**Stated task**
Turn every line of the rows below into a Markdown table with the columns No. and Line. Number each line in order and skip the blank ones.
━━━━━━━━━━
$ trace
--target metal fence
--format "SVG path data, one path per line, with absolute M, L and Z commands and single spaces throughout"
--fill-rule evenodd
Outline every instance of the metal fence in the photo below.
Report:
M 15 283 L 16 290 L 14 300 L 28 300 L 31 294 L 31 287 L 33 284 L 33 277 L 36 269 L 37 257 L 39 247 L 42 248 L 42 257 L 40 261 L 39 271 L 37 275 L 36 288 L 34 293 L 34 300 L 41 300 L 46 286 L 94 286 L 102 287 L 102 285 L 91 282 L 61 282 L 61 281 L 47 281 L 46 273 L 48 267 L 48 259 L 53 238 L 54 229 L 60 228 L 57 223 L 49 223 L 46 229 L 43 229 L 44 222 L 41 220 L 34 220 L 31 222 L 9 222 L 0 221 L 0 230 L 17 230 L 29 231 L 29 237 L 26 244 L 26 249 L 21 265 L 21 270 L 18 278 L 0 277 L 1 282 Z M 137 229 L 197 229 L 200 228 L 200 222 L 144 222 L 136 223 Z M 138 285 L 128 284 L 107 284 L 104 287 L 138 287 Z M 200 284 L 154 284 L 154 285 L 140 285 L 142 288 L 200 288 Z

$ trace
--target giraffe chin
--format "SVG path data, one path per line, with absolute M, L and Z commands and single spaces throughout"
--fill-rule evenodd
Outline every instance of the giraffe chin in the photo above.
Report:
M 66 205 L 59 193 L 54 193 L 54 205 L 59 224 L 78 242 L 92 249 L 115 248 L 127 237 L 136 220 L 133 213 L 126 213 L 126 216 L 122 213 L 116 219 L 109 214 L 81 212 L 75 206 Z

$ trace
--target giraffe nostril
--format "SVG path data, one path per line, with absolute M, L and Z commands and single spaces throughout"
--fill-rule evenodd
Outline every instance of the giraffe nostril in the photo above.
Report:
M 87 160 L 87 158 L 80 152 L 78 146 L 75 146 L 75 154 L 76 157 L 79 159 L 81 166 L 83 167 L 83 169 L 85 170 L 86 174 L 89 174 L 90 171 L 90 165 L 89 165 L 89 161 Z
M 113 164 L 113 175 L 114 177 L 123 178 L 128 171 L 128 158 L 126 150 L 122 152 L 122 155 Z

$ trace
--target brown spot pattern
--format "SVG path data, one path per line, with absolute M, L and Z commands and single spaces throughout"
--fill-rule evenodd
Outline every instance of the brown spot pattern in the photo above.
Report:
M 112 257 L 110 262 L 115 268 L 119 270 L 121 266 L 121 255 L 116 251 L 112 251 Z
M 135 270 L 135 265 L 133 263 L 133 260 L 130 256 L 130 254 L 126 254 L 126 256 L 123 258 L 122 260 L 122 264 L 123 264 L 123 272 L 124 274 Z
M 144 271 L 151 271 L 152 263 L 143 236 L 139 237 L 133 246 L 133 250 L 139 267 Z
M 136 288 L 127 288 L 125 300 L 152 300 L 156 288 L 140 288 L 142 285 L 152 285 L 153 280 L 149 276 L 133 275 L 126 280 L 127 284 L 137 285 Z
━━━━━━━━━━
**The completed task**
| No. | Line |
|---|---|
| 1 | $ trace |
| 2 | --target metal fence |
| 3 | --format "SVG path data, one path per line, with absolute M, L and Z commands and single spaces throughout" |
| 4 | --fill-rule evenodd |
| 5 | Outline every instance of the metal fence in the photo below. |
| 6 | Report: |
| 7 | M 15 283 L 16 290 L 14 300 L 28 300 L 31 294 L 31 287 L 33 284 L 33 277 L 36 269 L 37 257 L 39 247 L 42 248 L 42 257 L 40 261 L 39 271 L 37 275 L 36 288 L 34 293 L 34 300 L 41 300 L 46 286 L 94 286 L 102 287 L 102 285 L 91 282 L 61 282 L 61 281 L 47 281 L 46 273 L 48 267 L 48 259 L 53 238 L 54 229 L 60 228 L 57 223 L 49 223 L 46 229 L 43 229 L 44 222 L 41 220 L 34 220 L 31 222 L 9 222 L 0 221 L 0 230 L 17 230 L 29 231 L 29 237 L 26 244 L 26 249 L 21 265 L 21 270 L 18 278 L 0 277 L 1 282 Z M 137 229 L 197 229 L 200 228 L 200 222 L 144 222 L 136 223 Z M 138 285 L 128 284 L 107 284 L 104 287 L 138 287 Z M 200 284 L 154 284 L 154 285 L 140 285 L 142 288 L 200 288 Z |
| 8 | $ trace |
| 9 | --target giraffe chin |
| 10 | --format "SVG path data, one path per line, with absolute M, L and Z commands and single spaces throughout" |
| 11 | --fill-rule evenodd |
| 12 | Outline every instance of the giraffe chin in the photo above. |
| 13 | Report: |
| 14 | M 66 205 L 59 193 L 54 193 L 54 205 L 59 224 L 78 242 L 92 249 L 115 248 L 127 237 L 136 220 L 133 213 L 126 213 L 126 216 L 122 213 L 116 219 L 109 214 L 81 212 L 75 206 Z |
| 15 | $ trace |
| 16 | --target giraffe nostril |
| 17 | --format "SVG path data, one path per line, with absolute M, L and Z commands and single spaces throughout" |
| 18 | --fill-rule evenodd |
| 19 | Outline every instance of the giraffe nostril in the photo above. |
| 20 | Report: |
| 21 | M 87 160 L 87 158 L 80 152 L 78 146 L 75 146 L 75 154 L 76 157 L 79 159 L 81 166 L 83 167 L 83 169 L 85 170 L 86 174 L 89 174 L 90 171 L 90 165 L 89 165 L 89 161 Z |
| 22 | M 113 164 L 113 175 L 114 177 L 123 178 L 128 171 L 128 158 L 126 150 L 122 152 L 122 155 Z |
| 23 | $ trace |
| 24 | --target brown spot pattern |
| 25 | --format "SVG path data, one path per line, with absolute M, L and Z commands and single spaces throughout" |
| 26 | --fill-rule evenodd |
| 27 | Outline every instance of the brown spot pattern in the photo above. |
| 28 | Report: |
| 29 | M 112 257 L 110 262 L 115 268 L 119 270 L 121 266 L 121 255 L 116 251 L 112 251 Z |
| 30 | M 135 270 L 135 265 L 133 263 L 133 260 L 130 256 L 130 254 L 126 254 L 126 256 L 123 258 L 122 260 L 122 264 L 123 264 L 123 272 L 124 274 Z |
| 31 | M 144 271 L 151 271 L 152 263 L 143 236 L 139 237 L 133 246 L 133 250 L 139 267 Z |
| 32 | M 136 288 L 127 288 L 125 300 L 152 300 L 156 288 L 140 288 L 142 285 L 152 285 L 153 280 L 149 276 L 133 275 L 126 280 L 127 284 L 137 285 Z |